Selected excerpt:
»»
Tomato Hornworms and People
While tomato hornworms are intimidating and downright frightening to some, they are powerless to do any direct harm to people. They can’t bite, and their horn is merely adornment and incapable of stinging.
That said, tomato hornworms can do a lot of damage to your garden. These fast-growing caterpillars consume a tremendous amount of tender leaves and are specialists in quickly decimating tomato plants. In addition, hornworms will gladly eat pepper, potato, and eggplant leaves and more if tomatoes aren’t available.
The destruction of leaves will ultimately leave your tomato plants bare and cause them to die. However, older hornworms will also attack and injure the vulnerable fruits, which is especially infuriating when you can almost taste them.
5 Ways to Control Hornworms
Tomato hornworms rely upon their green camouflage to hide among your plants’ leaves during the daylight hours. This can make them difficult to see while casually tending your garden. However, there are effective, non-pesticide strategies you can use to control hornworms before they get a chance to devour your entire tomato garden.
#1 Handpicking from Plants
The best way to handle a tomato hornworm problem is head-on. If you aren’t squeamish, simply handpick the caterpillars from plant leaves and thrown them in soapy water for a fast, humane death.
Of course, finding the hornworms can be tricky during daylight hours, but they can be easily spotted at night using an ultraviolet light source. Shine a blacklight or UV flashlight at your tomato plants and the “glowing” hornworms will stand out from the leaves.
««
Activity list:
[A] Please say whether each statement agrees with the passage on tomato hornworms, answering yes or no and quoting the deciding words: (i) A hornworm's horn can sting people. (ii) Hornworms will eat pepper and potato leaves when tomatoes aren't available. (iii) Hornworms are easy to spot at night with an ultraviolet light source.
[B] Continue the passage on tomato hornworms from its last sentence.

Entries shown:
»»
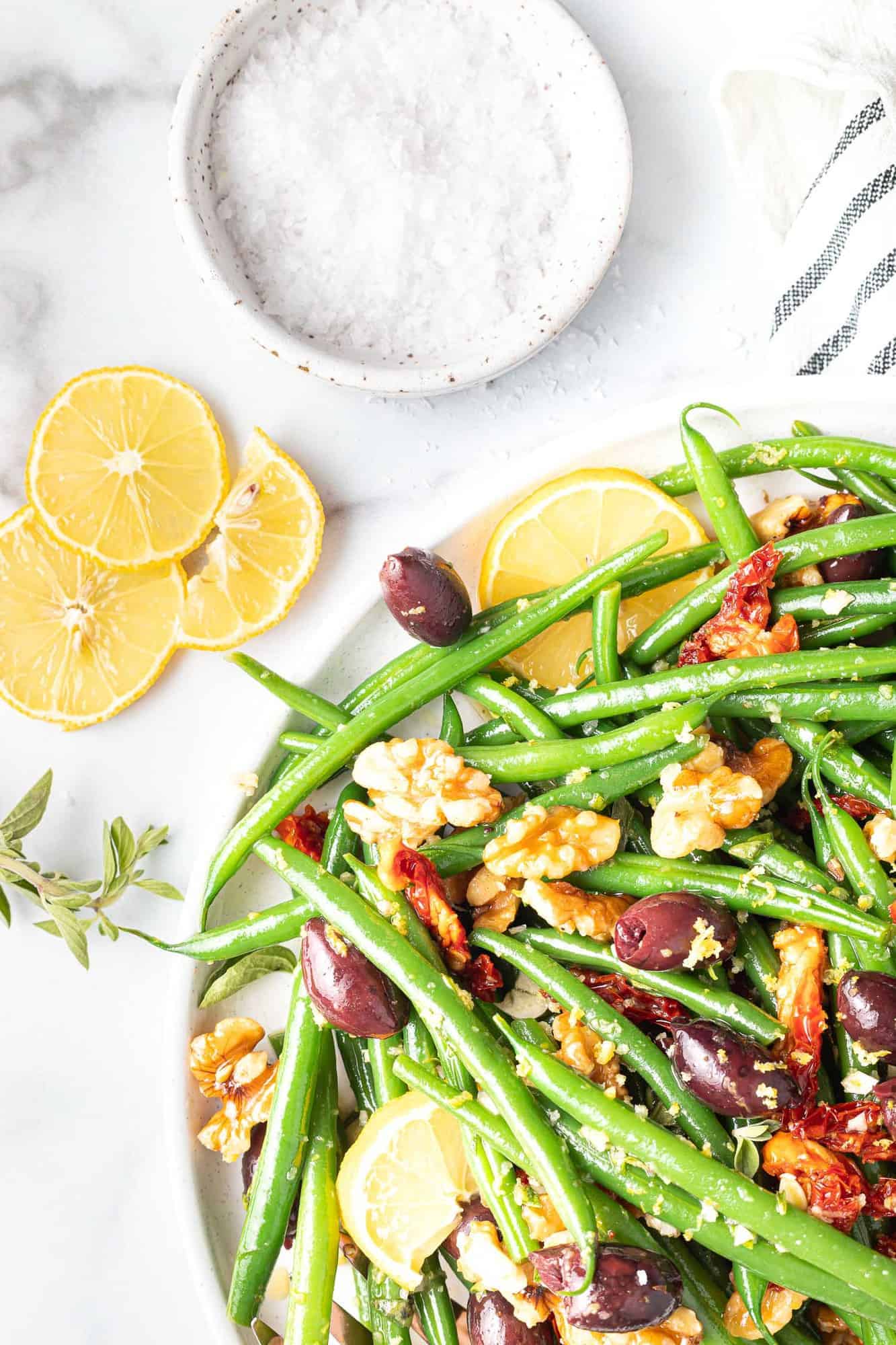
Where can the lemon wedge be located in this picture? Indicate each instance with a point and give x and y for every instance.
(267, 548)
(560, 531)
(79, 642)
(403, 1184)
(127, 467)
««
Task answers:
[A]
(i) No: "their horn is merely adornment and incapable of stinging."
(ii) Yes: "hornworms will gladly eat pepper, potato, and eggplant leaves and more if tomatoes aren’t available."
(iii) Yes: "they can be easily spotted at night using an ultraviolet light source."

[B]
#2 Spraying a Soap and Water Solution
The use of sprayed soap and water is another effective option for handling tomato hornworm problems. A solution of liquid dish or Castile soap and water can be applied to plants using a conventional pump-up garden sprayer. This is a safe, easy way to kill caterpillars and can be repeated as often as needed without fear of harm to other plants, animals or humans.
#3 Tilling the Soil
Tilling the soil is a good way to slow down tomato hornworms if they tend to infest your garden on a year-to-year basis. This will crush the pupae and lower the number of emerging adults in the spring. The soil can be tilled either after the growing season is completed or in early spring before the adults have a chance to leave their cocoons.
#4 Encourage Natural Predation
Fortunately, some natural predators will also relish the opportunity to rid your garden of tomato hornworms. One of the most effective is the braconid wasp; these small, docile wasps parasitize hornworms, ultimately resulting in the death of affected caterpillars.
You can tell that a braconid wasp has parasitized a hornworm by the presence of small, white cocoons on the bodies of the caterpillars. In general, you should leave affected hornworms alone, as this encourages the reproduction of braconid wasps and can increase the amount of natural protection available for your garden. In addition, you can provide a more welcoming habitat for braconid wasps by growing dill and mustard, and by keeping an outdoor source of water handy for their use.
#5 Apply Pesticide
When other methods fail, propere;y applied pesticide can be the most effective way to control tomato hornworms. Here are two options:
- Carbaryl, also known as Severin, is an effective means of disposing of tomato hornworms. Carbaryl is a multipurpose pesticide that is useful for killing a large number of insect pests, but it also toxic to other life and should be used only as directed. When applying carbaryl, be sure to wait the recommended period of time after treating for hornworms before picking and eating tomatoes.
- Captain Jack’s Dead Bug Brew, made by the 90+ year old Bonide company, is an all natural and highly effective option. Captain Jack’s Dead Bug Brew contains a bacteria that the worms (caterpillars) will ingest and then die. It works very well on worms and caterpillars without harming beneficial insects and can be used up to day of harvest on tomatoes.